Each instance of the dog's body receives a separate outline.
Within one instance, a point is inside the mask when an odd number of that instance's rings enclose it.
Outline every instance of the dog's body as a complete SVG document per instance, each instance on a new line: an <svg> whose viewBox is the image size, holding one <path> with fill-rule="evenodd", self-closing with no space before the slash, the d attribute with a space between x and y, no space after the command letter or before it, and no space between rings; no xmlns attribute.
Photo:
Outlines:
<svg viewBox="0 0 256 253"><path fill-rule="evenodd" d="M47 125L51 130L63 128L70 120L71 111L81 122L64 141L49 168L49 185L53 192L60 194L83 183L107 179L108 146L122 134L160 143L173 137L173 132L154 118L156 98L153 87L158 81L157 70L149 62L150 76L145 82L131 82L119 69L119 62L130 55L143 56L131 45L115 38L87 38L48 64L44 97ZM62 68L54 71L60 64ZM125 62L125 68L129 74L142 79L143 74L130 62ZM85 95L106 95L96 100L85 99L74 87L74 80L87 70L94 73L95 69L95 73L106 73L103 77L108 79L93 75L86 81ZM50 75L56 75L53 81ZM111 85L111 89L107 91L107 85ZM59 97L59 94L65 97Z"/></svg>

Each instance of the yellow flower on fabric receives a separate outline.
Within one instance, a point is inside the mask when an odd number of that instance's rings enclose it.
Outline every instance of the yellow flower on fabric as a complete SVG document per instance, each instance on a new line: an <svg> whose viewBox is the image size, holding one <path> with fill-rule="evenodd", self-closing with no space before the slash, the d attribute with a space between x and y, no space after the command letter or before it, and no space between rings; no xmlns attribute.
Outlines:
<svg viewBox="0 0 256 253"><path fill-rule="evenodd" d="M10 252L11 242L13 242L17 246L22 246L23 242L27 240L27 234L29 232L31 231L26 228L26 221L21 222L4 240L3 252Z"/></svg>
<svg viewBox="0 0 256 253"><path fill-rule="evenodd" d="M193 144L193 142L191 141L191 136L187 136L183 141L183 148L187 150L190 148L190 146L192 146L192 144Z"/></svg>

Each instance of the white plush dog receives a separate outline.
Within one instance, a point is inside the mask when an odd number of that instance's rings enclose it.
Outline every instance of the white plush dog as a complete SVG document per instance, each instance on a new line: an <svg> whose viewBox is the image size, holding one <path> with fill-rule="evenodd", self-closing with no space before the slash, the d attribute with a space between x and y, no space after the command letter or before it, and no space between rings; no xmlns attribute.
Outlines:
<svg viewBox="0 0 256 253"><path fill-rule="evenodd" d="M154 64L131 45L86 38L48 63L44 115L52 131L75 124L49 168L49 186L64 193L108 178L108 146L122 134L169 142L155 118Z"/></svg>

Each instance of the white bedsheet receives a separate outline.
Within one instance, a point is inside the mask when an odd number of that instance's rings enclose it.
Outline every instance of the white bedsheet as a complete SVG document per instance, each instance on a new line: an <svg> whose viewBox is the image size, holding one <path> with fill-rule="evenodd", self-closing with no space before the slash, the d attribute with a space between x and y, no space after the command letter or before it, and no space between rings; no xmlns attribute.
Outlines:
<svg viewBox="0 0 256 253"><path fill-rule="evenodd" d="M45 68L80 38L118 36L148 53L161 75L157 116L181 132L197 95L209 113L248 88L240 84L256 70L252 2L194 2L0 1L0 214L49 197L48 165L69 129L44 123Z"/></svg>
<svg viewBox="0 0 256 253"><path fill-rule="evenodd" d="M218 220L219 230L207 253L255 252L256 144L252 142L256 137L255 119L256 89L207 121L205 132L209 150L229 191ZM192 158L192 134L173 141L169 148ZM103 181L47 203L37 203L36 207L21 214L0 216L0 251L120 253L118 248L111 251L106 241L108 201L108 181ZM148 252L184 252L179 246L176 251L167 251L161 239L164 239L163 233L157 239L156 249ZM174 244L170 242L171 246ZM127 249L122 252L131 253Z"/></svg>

* Short task *
Copy all of the lines above exactly as they appear, without changing anything.

* Task output *
Each instance of the dog's body receives a separate outline.
Within one instance, a point is inside the mask when an odd number of that instance's rings enclose it.
Outline every instance of the dog's body as a complete SVG document per instance, each instance on a new line: an <svg> whose viewBox is the image size, holding one <path> with fill-rule="evenodd", self-closing with no space before the slash, the d attribute with a space between x and y, no space after the command letter or before it, and no space between rings; no xmlns attribute.
Photo:
Outlines:
<svg viewBox="0 0 256 253"><path fill-rule="evenodd" d="M47 125L51 130L63 128L70 120L71 111L81 122L64 141L49 168L49 185L53 192L60 194L83 183L107 179L108 146L122 134L160 143L173 137L173 132L154 118L156 98L153 87L158 81L157 70L149 62L150 76L145 82L131 82L119 69L119 62L130 55L143 56L131 45L115 38L87 38L48 64L44 97ZM62 68L54 71L60 64ZM125 62L125 68L129 74L142 79L143 74L130 62ZM85 95L106 95L96 100L85 99L74 87L74 80L87 70L94 73L95 69L95 73L106 73L103 77L108 79L93 75L86 81ZM50 75L56 75L53 81ZM111 85L111 89L107 91L107 85ZM59 97L59 94L65 97Z"/></svg>

Each instance of the yellow flower on fabric receives a separate outline.
Within one instance, a point is inside the mask when an odd number of that instance's rings enclose it.
Outline every instance of the yellow flower on fabric as a complete SVG document per instance, each instance on a new line: an <svg> whose viewBox is the image size, holding one <path> with fill-rule="evenodd", self-closing with no space before the slash, the d attribute with a space between x and y, no space after the command letter or before it, and no space between rings; no xmlns attribute.
Outlines:
<svg viewBox="0 0 256 253"><path fill-rule="evenodd" d="M10 252L11 242L13 242L17 246L22 246L23 242L27 240L27 234L29 232L31 231L26 228L26 221L21 222L4 240L3 252Z"/></svg>
<svg viewBox="0 0 256 253"><path fill-rule="evenodd" d="M193 144L193 142L191 141L191 136L187 136L183 141L183 148L187 150L190 148L190 146L192 146L192 144Z"/></svg>

Each instance of the white plush dog receives a separate outline.
Within one instance, a point is inside the mask when an odd number of that instance's rings enclose it.
Outline every instance of the white plush dog as a complete SVG document per instance, each instance on a new line: an <svg> whose viewBox is the image size, holding one <path> with fill-rule="evenodd", self-closing with no space before the slash, the d attribute with a space between x and y, no space after the command letter or before it, and no space between rings; no xmlns attribute.
Outlines:
<svg viewBox="0 0 256 253"><path fill-rule="evenodd" d="M154 64L131 45L86 38L48 63L44 115L52 131L75 124L49 168L49 186L64 193L108 178L108 146L122 134L169 142L155 118Z"/></svg>

Each instance of the white bedsheet receives a separate outline.
Within one instance, a point is inside the mask when an odd number of that instance's rings enclose it.
Outline every instance of the white bedsheet as a complete SVG document per instance, each instance on a new line: an <svg> whose viewBox is the image size, holding one <path> with fill-rule="evenodd", self-closing with no space before the slash, the d attribute with a space between x and y, no space after the command letter or before it, and no space between rings; no xmlns attribute.
Outlines:
<svg viewBox="0 0 256 253"><path fill-rule="evenodd" d="M45 68L80 38L118 36L148 53L161 75L157 116L181 132L197 95L209 113L248 88L240 84L256 70L252 2L194 2L0 1L0 214L49 197L48 165L69 129L44 123Z"/></svg>
<svg viewBox="0 0 256 253"><path fill-rule="evenodd" d="M218 220L219 230L207 253L255 252L256 144L252 142L256 137L255 119L256 89L207 121L205 132L209 150L229 191ZM192 158L192 134L173 141L169 148ZM103 181L47 203L37 203L36 207L21 214L0 216L0 251L120 253L118 248L111 251L106 241L108 201L108 181ZM148 252L184 252L179 246L176 251L167 251L161 239L164 239L163 233L157 239L156 249ZM174 244L170 242L171 246ZM127 249L122 252L131 253Z"/></svg>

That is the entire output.